> [EXERCISE MATERIALS]:
=====

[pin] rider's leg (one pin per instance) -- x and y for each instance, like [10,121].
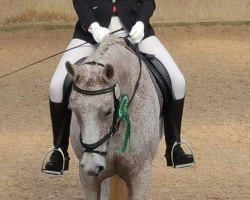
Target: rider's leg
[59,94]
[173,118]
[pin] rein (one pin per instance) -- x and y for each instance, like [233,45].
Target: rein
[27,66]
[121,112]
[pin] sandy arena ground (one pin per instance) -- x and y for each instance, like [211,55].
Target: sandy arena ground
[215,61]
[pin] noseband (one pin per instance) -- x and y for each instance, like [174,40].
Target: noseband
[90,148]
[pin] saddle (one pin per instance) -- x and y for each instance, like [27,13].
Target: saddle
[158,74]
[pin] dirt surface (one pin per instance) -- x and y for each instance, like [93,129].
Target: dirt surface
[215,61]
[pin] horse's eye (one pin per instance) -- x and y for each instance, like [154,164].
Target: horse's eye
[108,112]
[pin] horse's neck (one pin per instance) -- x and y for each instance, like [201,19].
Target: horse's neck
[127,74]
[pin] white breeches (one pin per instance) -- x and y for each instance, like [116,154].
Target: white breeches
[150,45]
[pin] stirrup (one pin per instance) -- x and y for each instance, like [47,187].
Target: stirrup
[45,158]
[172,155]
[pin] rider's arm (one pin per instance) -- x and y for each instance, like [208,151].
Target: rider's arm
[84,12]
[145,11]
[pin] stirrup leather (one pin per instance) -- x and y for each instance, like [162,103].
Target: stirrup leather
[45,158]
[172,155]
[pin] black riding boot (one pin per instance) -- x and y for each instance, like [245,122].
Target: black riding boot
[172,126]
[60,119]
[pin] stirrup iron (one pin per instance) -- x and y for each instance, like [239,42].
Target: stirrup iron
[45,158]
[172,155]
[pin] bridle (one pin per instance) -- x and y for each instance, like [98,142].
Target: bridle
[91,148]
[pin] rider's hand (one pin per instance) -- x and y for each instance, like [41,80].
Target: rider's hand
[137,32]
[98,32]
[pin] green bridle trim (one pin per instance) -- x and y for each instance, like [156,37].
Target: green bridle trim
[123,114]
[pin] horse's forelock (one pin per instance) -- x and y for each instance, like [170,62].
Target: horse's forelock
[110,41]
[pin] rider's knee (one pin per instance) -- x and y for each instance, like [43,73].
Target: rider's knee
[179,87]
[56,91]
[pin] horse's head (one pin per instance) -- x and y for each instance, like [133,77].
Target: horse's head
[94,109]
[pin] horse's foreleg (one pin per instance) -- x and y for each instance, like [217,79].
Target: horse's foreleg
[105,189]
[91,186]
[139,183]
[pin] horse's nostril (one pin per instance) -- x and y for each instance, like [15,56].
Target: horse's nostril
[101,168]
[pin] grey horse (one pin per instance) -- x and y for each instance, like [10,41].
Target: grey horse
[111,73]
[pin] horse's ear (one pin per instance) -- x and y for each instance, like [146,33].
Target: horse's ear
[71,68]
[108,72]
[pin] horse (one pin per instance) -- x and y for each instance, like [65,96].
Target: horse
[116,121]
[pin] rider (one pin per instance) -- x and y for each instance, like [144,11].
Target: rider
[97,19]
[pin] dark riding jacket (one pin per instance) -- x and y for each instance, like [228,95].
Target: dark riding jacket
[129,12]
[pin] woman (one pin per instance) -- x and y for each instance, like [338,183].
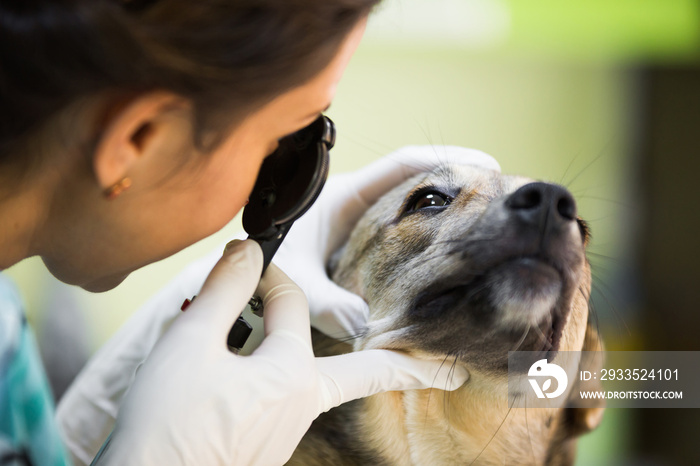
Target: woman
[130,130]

=====

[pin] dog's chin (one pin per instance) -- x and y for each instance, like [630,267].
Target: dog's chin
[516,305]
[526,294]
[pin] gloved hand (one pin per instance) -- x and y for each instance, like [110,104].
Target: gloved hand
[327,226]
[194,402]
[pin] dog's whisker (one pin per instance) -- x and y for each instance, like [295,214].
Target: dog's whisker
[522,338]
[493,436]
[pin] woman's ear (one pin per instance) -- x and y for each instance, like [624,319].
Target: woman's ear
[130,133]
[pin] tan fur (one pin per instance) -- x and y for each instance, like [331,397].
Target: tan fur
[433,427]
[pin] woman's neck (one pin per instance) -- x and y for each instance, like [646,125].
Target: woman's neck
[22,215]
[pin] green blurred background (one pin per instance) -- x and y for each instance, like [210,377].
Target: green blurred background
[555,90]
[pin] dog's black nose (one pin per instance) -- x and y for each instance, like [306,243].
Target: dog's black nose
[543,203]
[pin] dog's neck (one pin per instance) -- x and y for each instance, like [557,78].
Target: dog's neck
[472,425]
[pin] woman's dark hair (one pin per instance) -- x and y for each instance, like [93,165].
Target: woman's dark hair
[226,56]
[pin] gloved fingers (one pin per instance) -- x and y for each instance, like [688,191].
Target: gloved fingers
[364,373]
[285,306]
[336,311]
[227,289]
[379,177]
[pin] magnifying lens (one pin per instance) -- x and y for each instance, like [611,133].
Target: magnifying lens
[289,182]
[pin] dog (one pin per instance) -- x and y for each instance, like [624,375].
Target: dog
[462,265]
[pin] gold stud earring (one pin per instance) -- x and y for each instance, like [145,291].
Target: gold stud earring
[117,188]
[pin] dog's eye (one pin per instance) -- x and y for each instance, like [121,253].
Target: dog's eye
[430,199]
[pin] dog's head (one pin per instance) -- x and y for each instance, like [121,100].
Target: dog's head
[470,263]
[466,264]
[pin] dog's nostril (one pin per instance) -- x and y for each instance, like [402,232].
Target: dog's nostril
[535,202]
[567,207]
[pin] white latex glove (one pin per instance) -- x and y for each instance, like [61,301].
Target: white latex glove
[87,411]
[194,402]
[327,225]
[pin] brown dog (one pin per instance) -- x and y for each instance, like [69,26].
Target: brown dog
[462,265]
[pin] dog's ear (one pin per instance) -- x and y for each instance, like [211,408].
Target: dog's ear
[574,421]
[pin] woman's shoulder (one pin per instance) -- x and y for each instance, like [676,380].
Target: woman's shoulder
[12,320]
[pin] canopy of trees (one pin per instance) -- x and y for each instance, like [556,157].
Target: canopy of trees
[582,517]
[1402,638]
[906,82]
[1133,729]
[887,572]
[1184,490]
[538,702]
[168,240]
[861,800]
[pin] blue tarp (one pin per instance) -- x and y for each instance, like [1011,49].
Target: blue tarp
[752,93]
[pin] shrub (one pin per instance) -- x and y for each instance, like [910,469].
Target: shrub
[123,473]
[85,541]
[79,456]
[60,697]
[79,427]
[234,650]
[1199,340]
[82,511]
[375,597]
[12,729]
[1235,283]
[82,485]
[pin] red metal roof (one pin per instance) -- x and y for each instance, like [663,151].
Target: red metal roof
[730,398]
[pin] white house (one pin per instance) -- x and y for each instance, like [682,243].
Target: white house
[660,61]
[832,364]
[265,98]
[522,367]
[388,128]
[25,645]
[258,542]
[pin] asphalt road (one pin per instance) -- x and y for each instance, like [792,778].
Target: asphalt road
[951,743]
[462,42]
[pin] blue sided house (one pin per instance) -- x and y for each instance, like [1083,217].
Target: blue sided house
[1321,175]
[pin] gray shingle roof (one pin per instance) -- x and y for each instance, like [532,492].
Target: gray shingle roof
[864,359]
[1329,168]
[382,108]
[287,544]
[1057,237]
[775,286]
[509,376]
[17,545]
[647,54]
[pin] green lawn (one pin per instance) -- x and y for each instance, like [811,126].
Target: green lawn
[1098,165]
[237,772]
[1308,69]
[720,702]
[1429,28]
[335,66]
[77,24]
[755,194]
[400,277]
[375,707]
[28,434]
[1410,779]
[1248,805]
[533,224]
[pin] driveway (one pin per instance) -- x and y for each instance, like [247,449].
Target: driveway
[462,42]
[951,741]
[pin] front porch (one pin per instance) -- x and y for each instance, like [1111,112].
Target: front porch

=====

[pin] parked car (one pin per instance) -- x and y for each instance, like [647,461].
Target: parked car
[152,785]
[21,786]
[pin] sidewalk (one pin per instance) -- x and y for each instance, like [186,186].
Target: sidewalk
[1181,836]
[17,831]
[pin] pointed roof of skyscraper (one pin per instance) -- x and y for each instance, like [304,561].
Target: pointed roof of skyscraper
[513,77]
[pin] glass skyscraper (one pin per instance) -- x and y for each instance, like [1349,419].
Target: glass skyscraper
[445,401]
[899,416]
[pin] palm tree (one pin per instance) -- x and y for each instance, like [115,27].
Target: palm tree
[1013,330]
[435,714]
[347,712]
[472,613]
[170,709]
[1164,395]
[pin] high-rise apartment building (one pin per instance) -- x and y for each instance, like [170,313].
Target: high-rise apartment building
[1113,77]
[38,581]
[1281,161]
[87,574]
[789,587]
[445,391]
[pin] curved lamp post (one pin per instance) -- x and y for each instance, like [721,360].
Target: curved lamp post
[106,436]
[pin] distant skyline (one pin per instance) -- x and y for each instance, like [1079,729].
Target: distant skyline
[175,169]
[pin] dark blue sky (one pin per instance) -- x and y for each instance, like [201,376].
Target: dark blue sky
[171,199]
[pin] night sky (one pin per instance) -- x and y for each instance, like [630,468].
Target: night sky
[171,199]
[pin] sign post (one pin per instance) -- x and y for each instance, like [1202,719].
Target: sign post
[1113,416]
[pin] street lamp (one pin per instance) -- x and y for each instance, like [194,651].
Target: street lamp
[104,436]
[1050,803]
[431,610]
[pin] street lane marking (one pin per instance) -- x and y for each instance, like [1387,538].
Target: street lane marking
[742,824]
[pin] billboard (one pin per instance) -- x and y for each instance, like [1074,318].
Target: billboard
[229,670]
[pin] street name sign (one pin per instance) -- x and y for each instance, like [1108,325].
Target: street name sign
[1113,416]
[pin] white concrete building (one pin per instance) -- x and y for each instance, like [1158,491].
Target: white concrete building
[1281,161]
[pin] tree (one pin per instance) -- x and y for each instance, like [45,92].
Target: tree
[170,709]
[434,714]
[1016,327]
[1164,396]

=====

> [PROBLEM DESCRIPTION]:
Repeat word for word the part that opens with the line containing "[pin] white house" and closes with the line containing "Target: front porch", keeping both of those lines.

> [EXERCISE RESPONSE]:
[pin] white house (one pin per instance) -- x and y for each instance, like [682,243].
Target: white house
[660,61]
[832,364]
[265,98]
[522,367]
[388,128]
[25,645]
[258,542]
[pin] asphalt road (one pin per instance) -- x and y for each instance, like [792,778].
Target: asphalt road
[951,743]
[462,42]
[pin] blue sided house (one pin per instance) -- x and y for each instance, like [1083,217].
Target: blue sided house
[1321,175]
[pin] gray shingle roof (one pin per instance) -- x and y for each instance, like [532,492].
Target: gray shingle roof
[864,359]
[1329,168]
[382,108]
[287,544]
[1057,237]
[775,286]
[509,376]
[17,545]
[647,54]
[pin] green lawn (one pin per instance) -- x and y for each instance, like [811,126].
Target: green lawn
[1098,165]
[237,772]
[1308,69]
[720,702]
[1429,28]
[335,66]
[77,24]
[755,194]
[400,277]
[375,707]
[28,434]
[1410,779]
[1248,805]
[533,224]
[pin] driveway (one pin per instance) -- x and y for each instance, like [247,449].
Target: driveway
[462,42]
[951,741]
[pin] front porch (one pin per instance) -- x and y for each instance, like [1111,112].
Target: front porch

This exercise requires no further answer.